─── Entries shown ───
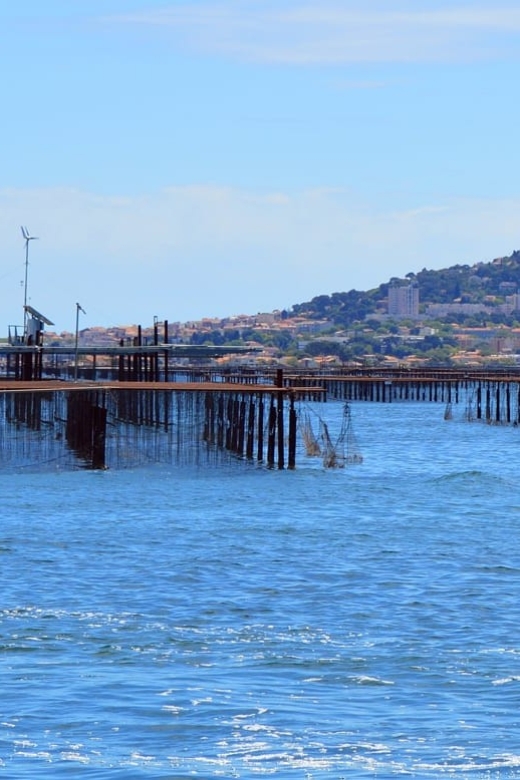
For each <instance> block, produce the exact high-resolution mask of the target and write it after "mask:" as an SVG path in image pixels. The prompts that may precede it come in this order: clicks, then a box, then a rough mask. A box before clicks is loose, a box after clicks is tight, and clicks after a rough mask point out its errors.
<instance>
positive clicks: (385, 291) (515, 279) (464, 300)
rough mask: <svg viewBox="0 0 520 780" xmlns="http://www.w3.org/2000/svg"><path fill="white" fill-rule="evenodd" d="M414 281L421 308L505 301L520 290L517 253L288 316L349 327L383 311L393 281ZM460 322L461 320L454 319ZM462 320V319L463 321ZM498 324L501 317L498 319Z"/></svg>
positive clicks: (307, 305) (414, 276)
mask: <svg viewBox="0 0 520 780" xmlns="http://www.w3.org/2000/svg"><path fill="white" fill-rule="evenodd" d="M406 281H408V282H412V281H413V282H417V284H418V285H419V295H420V301H421V304H422V306H423V307H424V305H426V304H428V303H484V302H489V300H490V299H493V298H494V299H496V300H497V302H500V301H504V300H505V296H506V295H511V294H512V293H516V292H517V291H518V290H519V289H520V251H515V252H513V254H512V255H510V256H509V257H504V258H500V259H498V260H494V261H493V262H490V263H477V264H476V265H473V266H469V265H455V266H452V267H451V268H445V269H441V270H438V271H432V270H427V269H426V268H424V269H423V270H422V271H419V272H418V273H409V274H407V275H406V277H405V279H402V280H399V279H396V278H393V279H390V281H389V282H387V283H385V284H380V285H379V287H377V288H376V289H374V290H368V291H367V292H360V291H358V290H350V292H335V293H332V295H318V296H316V297H315V298H313V299H312V300H310V301H307V302H306V303H297V304H294V305H293V307H292V310H291V311H290V314H291V315H292V316H305V317H308V318H310V319H328V320H330V321H331V322H332V323H334V324H335V325H337V326H338V327H348V326H351V325H352V324H354V323H355V322H361V321H363V320H364V319H366V318H367V317H370V315H372V314H374V315H376V314H378V313H383V312H385V311H386V299H387V296H388V287H389V285H390V284H392V283H395V282H402V283H404V282H406ZM457 319H459V320H460V317H457ZM462 319H464V318H462ZM498 321H499V322H500V321H501V318H500V317H499V318H498Z"/></svg>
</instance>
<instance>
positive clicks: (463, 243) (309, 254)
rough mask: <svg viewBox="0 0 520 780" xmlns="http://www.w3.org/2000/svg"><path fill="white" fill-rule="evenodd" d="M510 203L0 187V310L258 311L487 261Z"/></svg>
mask: <svg viewBox="0 0 520 780" xmlns="http://www.w3.org/2000/svg"><path fill="white" fill-rule="evenodd" d="M519 210H520V202H519V201H513V200H511V201H485V200H471V199H466V200H462V199H461V200H456V201H455V200H446V201H441V202H432V203H421V202H412V203H410V204H409V205H408V206H407V207H406V208H402V209H399V210H396V209H395V208H391V207H389V206H381V205H376V204H375V203H370V202H366V201H365V202H363V200H362V199H361V198H360V196H359V194H357V193H354V192H348V191H342V190H335V189H328V188H320V189H313V190H306V191H300V192H256V191H245V190H236V189H232V188H226V187H214V186H205V185H199V186H188V187H171V188H169V189H166V190H163V191H160V192H156V193H153V194H149V195H146V196H143V197H136V198H130V197H124V198H120V197H108V196H101V195H95V194H91V193H85V192H81V191H74V190H72V191H71V190H60V189H55V190H43V189H42V190H33V191H27V190H3V191H2V190H0V253H1V255H2V258H3V268H2V273H1V274H0V280H1V284H0V310H1V311H2V312H3V316H4V317H5V318H6V320H5V323H4V324H5V327H6V326H7V324H16V322H17V320H19V319H20V313H21V307H22V293H23V290H22V288H21V285H20V283H21V280H22V279H23V271H24V247H23V240H22V236H21V234H20V223H25V222H26V223H27V225H28V227H29V229H30V230H31V231H32V232H33V233H35V234H36V235H39V236H40V240H39V241H37V242H34V243H33V244H32V245H31V255H30V265H29V297H30V301H31V302H32V305H34V306H35V308H37V309H38V310H40V311H43V312H44V313H45V314H46V316H48V317H50V319H52V320H53V321H54V322H55V323H56V325H57V327H58V329H59V330H62V329H66V328H69V329H72V328H73V324H74V315H75V302H76V301H80V302H81V304H82V306H84V308H85V309H86V310H87V312H88V318H86V319H85V324H92V325H100V324H104V325H110V324H123V323H128V322H130V323H131V322H134V323H136V322H137V323H141V324H143V325H145V324H147V323H149V322H151V321H152V317H153V315H158V316H159V317H161V318H166V319H169V320H170V321H174V320H182V321H185V320H188V319H192V318H197V317H202V316H226V315H230V314H238V313H241V312H244V313H251V314H255V313H256V312H258V311H266V310H267V311H269V310H272V309H274V308H278V307H284V306H291V305H292V304H294V303H299V302H302V301H306V300H309V299H310V298H312V297H313V296H315V295H320V294H329V293H331V292H338V291H347V290H350V289H353V288H356V289H359V290H364V289H370V288H371V287H375V286H377V285H378V284H380V283H382V282H385V281H388V279H389V278H390V277H392V276H404V275H405V274H407V273H409V272H415V271H419V270H421V269H422V268H423V267H427V268H442V267H446V266H450V265H453V264H455V263H470V264H471V263H473V262H478V261H480V260H491V259H493V258H494V257H497V256H501V255H505V254H509V253H510V252H511V251H513V250H514V249H515V248H519V247H518V246H517V241H516V240H517V235H518V212H519Z"/></svg>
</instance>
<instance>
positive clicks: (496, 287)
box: [42, 252, 520, 368]
mask: <svg viewBox="0 0 520 780" xmlns="http://www.w3.org/2000/svg"><path fill="white" fill-rule="evenodd" d="M519 289H520V252H514V253H513V254H512V255H511V256H509V257H503V258H497V259H496V260H493V261H492V262H490V263H478V264H475V265H473V266H468V265H464V266H454V267H452V268H448V269H444V270H442V271H427V270H426V269H424V270H423V271H421V272H419V273H417V274H408V275H407V277H406V278H404V279H397V278H393V279H391V280H390V281H389V282H388V283H385V284H381V285H380V286H379V287H378V288H376V289H375V290H370V291H368V292H358V291H355V290H351V291H350V292H347V293H333V294H332V295H320V296H317V297H316V298H313V299H312V300H311V301H309V302H307V303H301V304H296V305H294V306H293V307H292V308H291V309H290V310H276V311H272V312H267V313H257V314H254V315H248V314H240V315H235V316H230V317H226V318H223V319H217V318H203V319H201V320H197V321H191V322H184V323H180V322H175V321H172V320H168V322H167V339H168V343H171V344H186V345H197V346H199V345H200V346H204V345H207V346H230V347H232V346H240V347H241V348H243V347H244V346H245V347H251V348H252V351H251V352H250V353H241V354H240V355H232V354H230V355H226V356H223V357H219V358H215V360H217V361H220V362H225V361H228V362H233V363H234V364H237V363H242V364H244V363H245V364H248V363H249V364H258V363H268V364H278V365H282V366H283V365H286V366H291V367H307V368H319V367H322V366H331V367H332V366H341V365H345V364H349V365H360V366H374V365H385V366H391V365H392V364H397V365H408V366H415V365H446V366H457V365H472V366H478V365H482V364H490V363H498V364H505V365H508V364H509V365H518V364H520V294H519ZM162 333H163V328H162V323H161V322H157V318H154V322H153V323H142V324H140V325H136V324H132V325H119V326H117V327H103V326H99V327H91V328H85V329H81V330H80V331H79V333H78V334H74V333H68V332H60V333H58V332H53V331H52V330H47V331H46V332H45V334H44V339H43V343H42V346H45V345H47V346H62V345H63V346H65V345H69V344H71V343H73V342H74V340H75V339H76V338H79V342H80V344H81V346H82V347H89V346H115V345H126V344H132V343H136V341H135V340H136V339H137V338H139V339H140V340H141V343H142V344H144V345H146V344H154V343H157V341H156V340H157V338H159V342H160V341H161V338H162Z"/></svg>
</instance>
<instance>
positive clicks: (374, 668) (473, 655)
mask: <svg viewBox="0 0 520 780" xmlns="http://www.w3.org/2000/svg"><path fill="white" fill-rule="evenodd" d="M315 408H317V407H315ZM318 411H319V413H320V414H321V415H323V416H324V417H325V418H326V419H327V420H328V422H329V424H330V427H331V430H335V429H337V427H338V426H339V420H340V417H341V407H340V406H339V405H335V404H326V405H323V406H322V407H321V408H319V409H318ZM352 414H353V422H354V426H355V430H356V434H357V438H358V441H359V444H360V448H361V450H362V453H363V456H364V462H363V463H362V464H356V465H353V466H349V467H347V468H345V469H338V470H326V469H324V468H323V467H322V465H321V463H320V461H317V460H311V459H306V458H305V456H304V455H303V454H302V453H300V454H299V458H298V460H299V466H298V469H297V470H296V471H295V472H287V471H283V472H279V471H276V470H274V471H268V470H266V469H264V468H258V467H252V466H250V465H247V464H245V463H241V462H240V463H235V464H233V463H230V464H227V465H226V464H221V465H220V466H218V467H210V466H208V467H207V468H195V467H194V468H185V467H182V468H174V467H168V468H166V467H164V466H162V467H160V466H158V467H155V468H152V467H149V468H148V467H147V468H142V469H134V470H126V471H124V470H123V471H115V470H114V471H107V472H102V473H100V472H83V471H77V472H60V471H56V472H50V473H49V472H47V473H45V474H35V473H24V472H19V473H17V472H10V473H8V474H7V473H6V474H3V475H1V476H0V485H1V495H2V499H1V502H0V513H1V525H0V566H1V575H2V599H1V602H0V649H1V654H0V664H1V666H0V671H1V680H2V688H1V691H2V695H1V698H0V774H2V773H3V774H4V775H5V776H6V777H8V778H13V780H15V779H16V778H33V777H41V778H60V777H83V776H85V777H87V778H99V779H103V780H104V779H105V778H107V779H111V778H125V780H126V779H127V778H128V779H129V780H133V778H135V779H136V780H137V779H138V778H163V777H164V778H175V779H181V778H193V777H200V778H211V777H220V778H222V777H225V778H254V777H263V776H270V775H274V776H276V777H278V778H284V779H285V778H291V779H292V778H307V779H309V778H315V779H318V778H320V779H321V778H325V777H327V778H330V777H333V778H365V777H367V778H369V777H379V778H391V777H396V776H401V775H403V776H410V777H415V778H438V777H449V778H456V779H457V780H461V779H462V778H486V779H489V780H491V779H493V778H516V777H519V776H520V744H519V739H518V734H519V721H520V715H519V713H520V707H519V705H520V628H519V608H518V595H519V591H520V556H519V547H520V544H519V541H518V539H519V534H518V531H519V527H520V487H519V481H518V460H519V454H520V430H519V429H517V428H512V427H511V428H507V427H499V426H488V425H484V424H477V423H471V424H469V423H465V422H463V421H462V419H454V420H452V421H445V420H444V419H443V410H442V409H441V408H440V407H439V406H436V405H433V404H415V405H413V404H393V405H388V406H383V405H376V404H358V405H353V407H352Z"/></svg>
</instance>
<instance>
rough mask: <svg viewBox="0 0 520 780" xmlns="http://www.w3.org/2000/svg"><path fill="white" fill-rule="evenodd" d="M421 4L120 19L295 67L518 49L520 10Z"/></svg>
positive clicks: (484, 6)
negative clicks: (425, 4)
mask: <svg viewBox="0 0 520 780" xmlns="http://www.w3.org/2000/svg"><path fill="white" fill-rule="evenodd" d="M417 5H418V4H417V3H413V4H411V3H405V4H404V5H403V3H397V2H394V3H391V2H388V3H387V4H385V5H384V7H383V6H382V5H381V4H379V3H374V2H373V0H365V1H364V2H363V3H361V2H359V1H357V2H348V0H345V2H343V3H341V4H339V3H327V2H324V3H321V2H307V3H305V2H289V1H288V2H285V3H284V2H282V0H277V2H276V3H274V2H262V3H259V2H248V3H244V2H237V1H236V0H223V1H222V2H219V3H216V2H203V3H197V4H187V3H184V4H183V3H180V4H176V5H172V6H171V8H162V9H158V10H156V11H151V10H143V11H142V12H141V13H139V12H136V13H131V14H125V15H121V16H119V17H117V21H119V22H120V23H126V24H129V25H130V24H132V25H140V26H143V27H157V28H160V29H162V30H163V31H166V32H168V33H169V34H170V35H171V36H172V38H173V39H174V40H175V42H176V43H177V44H178V45H185V46H188V47H190V48H195V49H197V50H199V51H203V52H206V53H213V54H218V55H224V56H227V57H231V58H237V59H241V60H248V61H260V62H270V63H285V64H296V65H308V64H339V63H349V62H350V63H353V62H358V63H362V62H417V61H446V60H451V61H453V60H455V61H456V60H473V59H482V58H486V57H490V56H498V55H500V56H504V55H509V56H512V55H516V53H517V51H518V36H519V34H520V9H518V8H515V7H507V6H502V7H495V6H494V5H491V4H490V3H489V0H488V2H487V3H484V4H482V3H481V4H475V5H474V6H473V5H468V4H467V3H466V4H464V5H461V6H459V7H449V6H448V5H445V7H435V8H433V9H430V10H429V9H428V8H427V7H426V8H425V7H424V4H421V5H422V8H417ZM388 6H393V8H392V7H390V8H389V7H388ZM114 21H116V19H114ZM513 44H516V45H514V46H513Z"/></svg>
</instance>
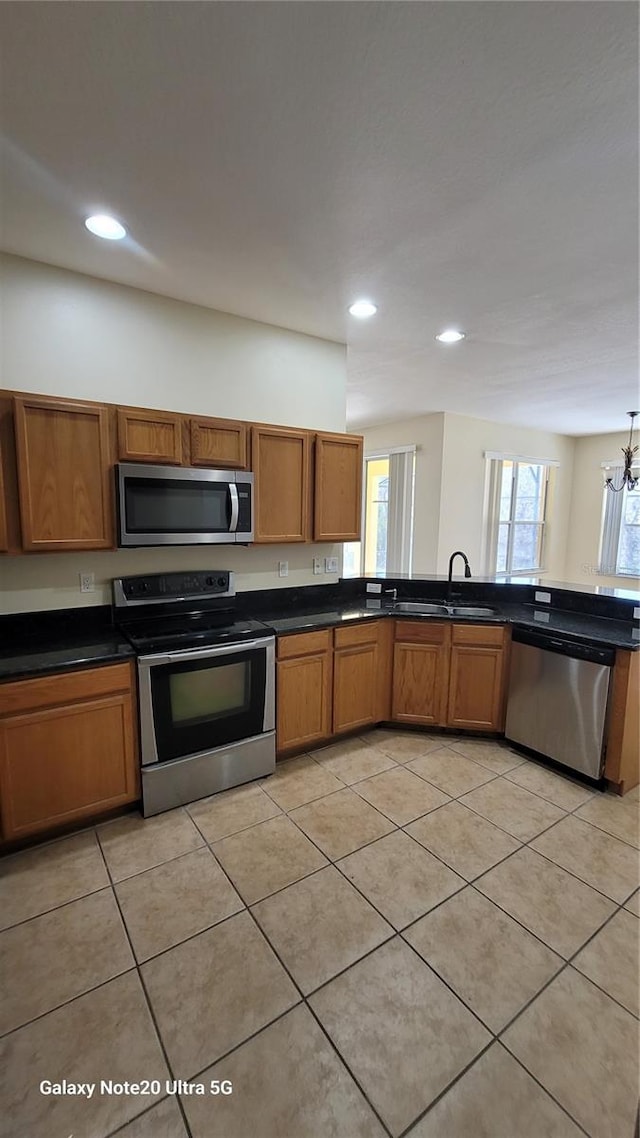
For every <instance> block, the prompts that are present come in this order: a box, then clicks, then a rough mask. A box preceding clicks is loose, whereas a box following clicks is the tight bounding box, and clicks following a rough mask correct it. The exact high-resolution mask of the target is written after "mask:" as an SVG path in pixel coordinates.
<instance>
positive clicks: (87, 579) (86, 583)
mask: <svg viewBox="0 0 640 1138" xmlns="http://www.w3.org/2000/svg"><path fill="white" fill-rule="evenodd" d="M77 576H79V577H80V592H81V593H95V592H96V574H92V572H81V574H79V575H77Z"/></svg>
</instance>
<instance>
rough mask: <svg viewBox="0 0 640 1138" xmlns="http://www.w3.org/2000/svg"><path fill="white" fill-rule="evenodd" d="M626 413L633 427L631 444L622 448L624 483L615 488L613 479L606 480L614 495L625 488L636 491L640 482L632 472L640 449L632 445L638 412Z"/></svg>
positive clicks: (609, 489) (616, 493)
mask: <svg viewBox="0 0 640 1138" xmlns="http://www.w3.org/2000/svg"><path fill="white" fill-rule="evenodd" d="M626 413H627V415H629V418H630V419H631V427H630V429H629V443H627V444H626V446H623V447H621V450H622V453H623V454H624V470H623V472H622V481H621V485H620V486H614V480H613V478H607V479H606V480H605V486H606V487H607V489H609V490H613V492H614V494H618V493H620V490H623V489H624V487H625V486H626V488H627V489H629V490H634V489H635V487H637V486H638V483H639V481H640V479H639V478H634V476H633V473H632V472H631V467H632V465H633V462H634V455H635V454H637V453H638V447H637V446H632V445H631V444H632V442H633V420H634V419H635V415H637V414H638V411H627V412H626Z"/></svg>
───
## Instruction
Locate each line in the items above that contains the string "high", counting only matches with the same capitalization, and copy those lines out in full.

## Answer to this problem
For each <instance> block, produce the exact high-resolution mask of the target and write it after "mask:" as an SVG path in image pixels. The prompts that may precede it come in this order: clicks, then a box, then a rough mask. A box before clicks is loose, a box after clicks is tight, and clicks after a rough mask point out its errors.
For every <instance> block, the prompts that are present come in this order: a box, then clicks, then a rough mask. A box preceding clicks is loose, whereas a box following clicks is the tight bounding box, and clicks following a rough mask correct it. The exact high-resolution mask of the target is written after "mask:" as an SVG path in pixel coordinates.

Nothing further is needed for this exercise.